Extract start

Tag Archives: writing

Announcing: Slip

Do you remember the first thing you thought you wanted to be when you grew up? When I was four years old I decided that I wanted to be a writer. I could not yet read independently, but I so loved the books that were read to me that I wanted to write my own. I wanted to contribute to the universe of stories that enveloped me, entertained me, influenced me, and later, sustained me. I wanted to create worlds with words. And although I could not verbalize this at age four, I wanted to tap in. I wanted to be a part of the magic.

And so, at age five, I wrote my first book, illustrated it, and “published” it. I took a piece of cardboard from one of my father’s shirt packages and designed and bound my book with a cover. I even gave it a spine (although I didn’t know that’s what it was called). My accomplishment spurred me on, and I wrote more stories, “published” more books. I started a series about a mouse with a puffy hat and her animal friends. In sixth grade I wrote a novella about a mystery in my classroom. One of my friends illustrated it, my mother typed it, and my father took it to his work and had several copies printed and spiral bound. I just loved creating books. I continued to write more stories throughout high school and college, and then I had children and set my fiction writing aside. And although my boys are wonderful beings who completely enhanced my life, there was a hole where my writing had been.

Extract end

*Written exercise*.
Answer these from the post above:
1. At what age did the writer decide to become a writer?
2. What material became the cover of the first book?
3. Who typed the sixth-grade novella?

Record excerpts start

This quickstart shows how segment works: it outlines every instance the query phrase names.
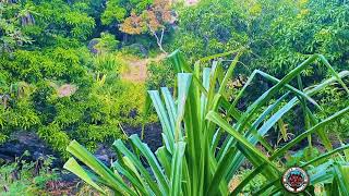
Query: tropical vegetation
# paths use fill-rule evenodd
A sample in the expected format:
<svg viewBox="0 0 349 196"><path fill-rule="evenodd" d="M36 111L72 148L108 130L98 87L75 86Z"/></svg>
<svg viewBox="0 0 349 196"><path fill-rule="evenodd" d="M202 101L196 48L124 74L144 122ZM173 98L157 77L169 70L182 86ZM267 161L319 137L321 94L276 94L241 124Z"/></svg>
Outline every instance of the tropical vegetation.
<svg viewBox="0 0 349 196"><path fill-rule="evenodd" d="M292 166L348 195L348 29L345 0L0 0L0 195L277 195Z"/></svg>

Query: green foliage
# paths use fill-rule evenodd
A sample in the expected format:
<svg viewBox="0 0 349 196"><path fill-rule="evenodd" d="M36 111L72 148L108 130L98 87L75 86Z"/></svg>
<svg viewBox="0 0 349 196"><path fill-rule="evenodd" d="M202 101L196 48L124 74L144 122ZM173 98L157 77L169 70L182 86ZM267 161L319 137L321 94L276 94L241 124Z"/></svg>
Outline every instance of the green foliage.
<svg viewBox="0 0 349 196"><path fill-rule="evenodd" d="M153 0L110 0L101 14L101 22L106 25L122 23L130 14L141 13Z"/></svg>
<svg viewBox="0 0 349 196"><path fill-rule="evenodd" d="M281 195L286 194L286 191L280 184L280 177L290 163L285 161L286 152L304 138L318 135L326 152L314 158L312 150L308 150L312 149L309 139L309 148L304 149L305 159L301 159L304 161L301 162L301 167L310 169L311 184L306 193L312 195L315 185L324 184L332 188L325 186L326 192L342 195L349 193L349 186L346 184L348 158L341 154L349 145L333 149L327 135L324 134L324 130L332 122L349 112L349 107L324 120L316 119L310 109L312 105L320 107L311 96L335 82L341 84L348 96L349 90L342 82L342 77L348 76L348 71L337 74L323 56L315 54L281 79L261 71L253 72L238 96L229 101L226 86L243 51L236 51L238 54L226 72L219 61L214 61L212 68L202 69L201 65L206 61L234 53L233 51L203 58L196 61L194 70L179 51L170 54L169 58L178 73L177 99L172 98L168 88L163 87L161 90L148 91L149 102L146 105L148 111L151 100L153 101L163 126L164 145L155 154L137 135L130 136L131 148L127 148L124 143L118 139L113 143L118 160L112 162L109 169L73 140L67 150L74 158L69 159L64 168L100 193L105 193L105 188L100 186L104 185L120 195L238 195L241 192ZM327 66L333 77L305 90L289 85L291 81L300 78L301 72L316 60ZM274 86L245 111L240 111L237 103L256 74L273 82ZM298 79L299 83L300 81ZM273 100L274 97L277 97L276 101ZM280 106L281 101L287 103ZM270 147L265 136L298 105L305 113L305 131L282 146ZM258 110L263 106L267 108L260 113ZM272 117L268 117L269 114ZM221 137L224 134L227 136ZM220 139L221 146L218 145ZM257 148L257 144L261 144L265 151ZM93 173L82 168L75 158L92 169ZM239 172L244 160L253 166L253 170L229 193L228 182ZM151 167L151 172L145 168L145 161ZM318 161L325 163L318 164ZM261 182L253 181L256 175L263 175ZM246 185L258 186L258 189L249 188Z"/></svg>
<svg viewBox="0 0 349 196"><path fill-rule="evenodd" d="M83 42L95 30L93 3L0 2L1 143L13 132L34 131L64 155L72 138L94 150L122 137L121 124L142 122L144 86L120 81L119 41L103 33L96 56Z"/></svg>
<svg viewBox="0 0 349 196"><path fill-rule="evenodd" d="M203 0L179 7L171 46L193 59L249 47L242 73L260 69L281 77L313 53L327 57L336 70L347 70L348 15L348 2L337 0ZM313 83L325 71L308 69L303 75L312 75L308 79Z"/></svg>
<svg viewBox="0 0 349 196"><path fill-rule="evenodd" d="M147 89L159 89L163 86L171 86L174 77L173 68L168 61L151 62L147 65Z"/></svg>

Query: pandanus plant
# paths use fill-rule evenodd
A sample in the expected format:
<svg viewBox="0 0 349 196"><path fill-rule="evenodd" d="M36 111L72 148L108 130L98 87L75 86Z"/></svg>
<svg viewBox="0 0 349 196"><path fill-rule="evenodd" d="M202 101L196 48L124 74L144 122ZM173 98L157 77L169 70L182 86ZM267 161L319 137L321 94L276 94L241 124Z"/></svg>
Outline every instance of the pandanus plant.
<svg viewBox="0 0 349 196"><path fill-rule="evenodd" d="M251 194L273 195L285 192L280 177L287 169L286 152L306 138L311 145L311 136L316 134L326 152L300 163L300 167L310 169L311 182L306 192L313 194L314 186L322 185L326 191L348 195L349 167L342 152L349 145L334 149L326 125L347 113L349 107L320 120L312 110L321 109L321 106L312 96L335 83L349 93L342 82L349 72L337 74L323 56L314 54L281 79L254 71L231 101L227 85L243 52L244 49L239 49L207 57L190 66L181 52L174 51L169 59L178 72L173 90L177 98L167 87L149 90L146 107L148 111L153 102L161 123L164 145L152 152L137 135L129 137L129 145L118 139L112 145L117 160L108 168L73 140L68 151L74 158L70 158L64 168L100 193L106 193L104 187L108 187L116 195L238 195L256 175L264 175L266 182ZM215 61L225 56L234 56L227 70L220 60ZM301 72L317 60L328 68L333 76L303 88ZM208 62L213 62L212 66L203 68ZM241 111L237 105L256 75L274 83L274 86ZM292 81L299 84L298 88L290 85ZM262 110L263 107L266 109ZM284 146L273 148L265 138L266 134L296 107L303 110L304 132ZM228 183L245 161L253 170L230 192Z"/></svg>

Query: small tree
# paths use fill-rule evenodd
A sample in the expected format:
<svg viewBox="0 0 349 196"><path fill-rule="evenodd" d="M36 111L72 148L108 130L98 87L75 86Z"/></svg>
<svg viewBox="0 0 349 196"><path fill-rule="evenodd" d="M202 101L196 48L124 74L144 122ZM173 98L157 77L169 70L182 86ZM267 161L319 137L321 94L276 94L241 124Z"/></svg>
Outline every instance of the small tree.
<svg viewBox="0 0 349 196"><path fill-rule="evenodd" d="M170 0L154 0L154 3L141 14L132 12L120 25L120 30L131 35L148 33L156 38L159 49L167 53L163 47L166 25L172 23Z"/></svg>

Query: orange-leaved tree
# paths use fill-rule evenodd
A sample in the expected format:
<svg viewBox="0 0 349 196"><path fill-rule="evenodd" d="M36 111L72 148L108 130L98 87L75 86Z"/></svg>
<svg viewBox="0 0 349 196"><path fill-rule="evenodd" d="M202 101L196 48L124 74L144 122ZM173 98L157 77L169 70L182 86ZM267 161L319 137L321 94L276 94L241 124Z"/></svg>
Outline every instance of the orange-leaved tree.
<svg viewBox="0 0 349 196"><path fill-rule="evenodd" d="M120 25L120 30L131 35L148 33L156 38L159 49L163 47L166 26L172 24L176 16L171 10L171 0L154 0L153 4L141 14L132 12Z"/></svg>

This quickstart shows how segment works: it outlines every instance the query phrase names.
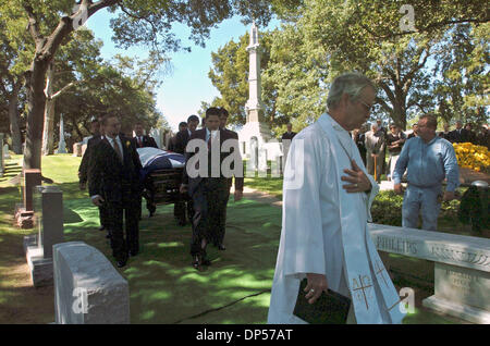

Record excerpts end

*Full answer*.
1. Four years old.
2. A piece of cardboard from one of the father's shirt packages.
3. The writer's mother.